* _Problem_: When you reach the records, transcribe all of them exactly.

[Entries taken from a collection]

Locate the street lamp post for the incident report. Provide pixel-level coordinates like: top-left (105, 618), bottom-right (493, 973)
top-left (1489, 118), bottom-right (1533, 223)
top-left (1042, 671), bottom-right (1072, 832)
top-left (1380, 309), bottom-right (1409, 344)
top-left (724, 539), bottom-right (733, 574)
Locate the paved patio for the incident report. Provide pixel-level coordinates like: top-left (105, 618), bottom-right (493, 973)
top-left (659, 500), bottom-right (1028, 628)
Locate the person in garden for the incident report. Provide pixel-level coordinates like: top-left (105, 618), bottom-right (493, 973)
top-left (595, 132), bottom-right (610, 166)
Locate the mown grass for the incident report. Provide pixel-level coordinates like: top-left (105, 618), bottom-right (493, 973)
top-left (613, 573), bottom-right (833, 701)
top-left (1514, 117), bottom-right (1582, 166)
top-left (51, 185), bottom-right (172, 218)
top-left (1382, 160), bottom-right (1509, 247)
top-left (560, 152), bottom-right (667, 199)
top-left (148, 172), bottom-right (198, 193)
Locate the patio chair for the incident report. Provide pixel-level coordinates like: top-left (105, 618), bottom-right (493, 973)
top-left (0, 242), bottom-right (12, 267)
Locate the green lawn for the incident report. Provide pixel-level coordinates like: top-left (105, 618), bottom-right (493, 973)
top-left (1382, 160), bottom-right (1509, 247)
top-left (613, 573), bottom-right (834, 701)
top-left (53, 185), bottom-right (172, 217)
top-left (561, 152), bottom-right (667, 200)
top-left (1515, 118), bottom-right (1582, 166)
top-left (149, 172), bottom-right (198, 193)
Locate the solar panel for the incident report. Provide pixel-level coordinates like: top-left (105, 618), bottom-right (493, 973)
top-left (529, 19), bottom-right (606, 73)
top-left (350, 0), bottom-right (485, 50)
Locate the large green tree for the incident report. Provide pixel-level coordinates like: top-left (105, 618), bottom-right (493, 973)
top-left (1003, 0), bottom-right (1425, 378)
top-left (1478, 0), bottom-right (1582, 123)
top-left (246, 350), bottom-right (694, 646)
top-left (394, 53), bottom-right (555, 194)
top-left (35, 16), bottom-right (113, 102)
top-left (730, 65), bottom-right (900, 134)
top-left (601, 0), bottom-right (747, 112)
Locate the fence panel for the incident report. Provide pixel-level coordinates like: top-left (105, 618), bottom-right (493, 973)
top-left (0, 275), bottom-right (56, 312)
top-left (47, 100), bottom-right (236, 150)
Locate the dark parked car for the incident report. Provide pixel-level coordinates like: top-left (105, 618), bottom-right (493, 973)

* _Answer to this problem_:
Locate the street lamp post for the incident report. Provide pixel-level coordinates like: top-left (105, 618), bottom-right (493, 973)
top-left (1489, 118), bottom-right (1533, 223)
top-left (1042, 671), bottom-right (1072, 832)
top-left (1380, 309), bottom-right (1409, 344)
top-left (724, 539), bottom-right (733, 574)
Locate the paved patio for the incident report. Provide pixel-level coordinates like: top-left (105, 618), bottom-right (493, 973)
top-left (659, 500), bottom-right (1028, 628)
Locate the person in garden for the incident report. Provide pixel-level coordinates like: top-left (105, 618), bottom-right (493, 973)
top-left (595, 132), bottom-right (610, 166)
Locate the mown grass for the incident report. Provide pixel-level coordinates like: top-left (105, 618), bottom-right (493, 973)
top-left (613, 573), bottom-right (833, 701)
top-left (1514, 117), bottom-right (1582, 166)
top-left (51, 185), bottom-right (172, 218)
top-left (1382, 160), bottom-right (1509, 247)
top-left (560, 152), bottom-right (667, 199)
top-left (148, 172), bottom-right (198, 193)
Locate the patio chair for the incident report. Provide pixel-level coordinates like: top-left (105, 618), bottom-right (493, 973)
top-left (0, 242), bottom-right (12, 267)
Locate the green lawn for the incident report. Provide pixel-level coordinates like: top-left (105, 618), bottom-right (493, 973)
top-left (1382, 160), bottom-right (1509, 247)
top-left (613, 573), bottom-right (834, 701)
top-left (53, 185), bottom-right (172, 217)
top-left (561, 152), bottom-right (667, 200)
top-left (1515, 118), bottom-right (1582, 166)
top-left (149, 172), bottom-right (198, 193)
Locate the solar panel for the incident report. Provide pixel-level coordinates like: top-left (105, 618), bottom-right (493, 973)
top-left (529, 19), bottom-right (606, 73)
top-left (350, 0), bottom-right (485, 50)
Locate the large green tree for the incident report. Provide pixel-level coordinates like: top-left (105, 618), bottom-right (493, 973)
top-left (1003, 0), bottom-right (1425, 378)
top-left (1478, 0), bottom-right (1582, 123)
top-left (246, 350), bottom-right (694, 646)
top-left (394, 53), bottom-right (555, 194)
top-left (35, 16), bottom-right (113, 102)
top-left (730, 65), bottom-right (900, 134)
top-left (601, 0), bottom-right (747, 112)
Locate the fence panel for the incident report. Provide pixel-level coordinates like: top-left (105, 618), bottom-right (493, 973)
top-left (0, 275), bottom-right (56, 312)
top-left (47, 100), bottom-right (236, 150)
Locate the dark parked car for the incident report. Provide pixel-level coordinates like: top-left (105, 618), bottom-right (493, 973)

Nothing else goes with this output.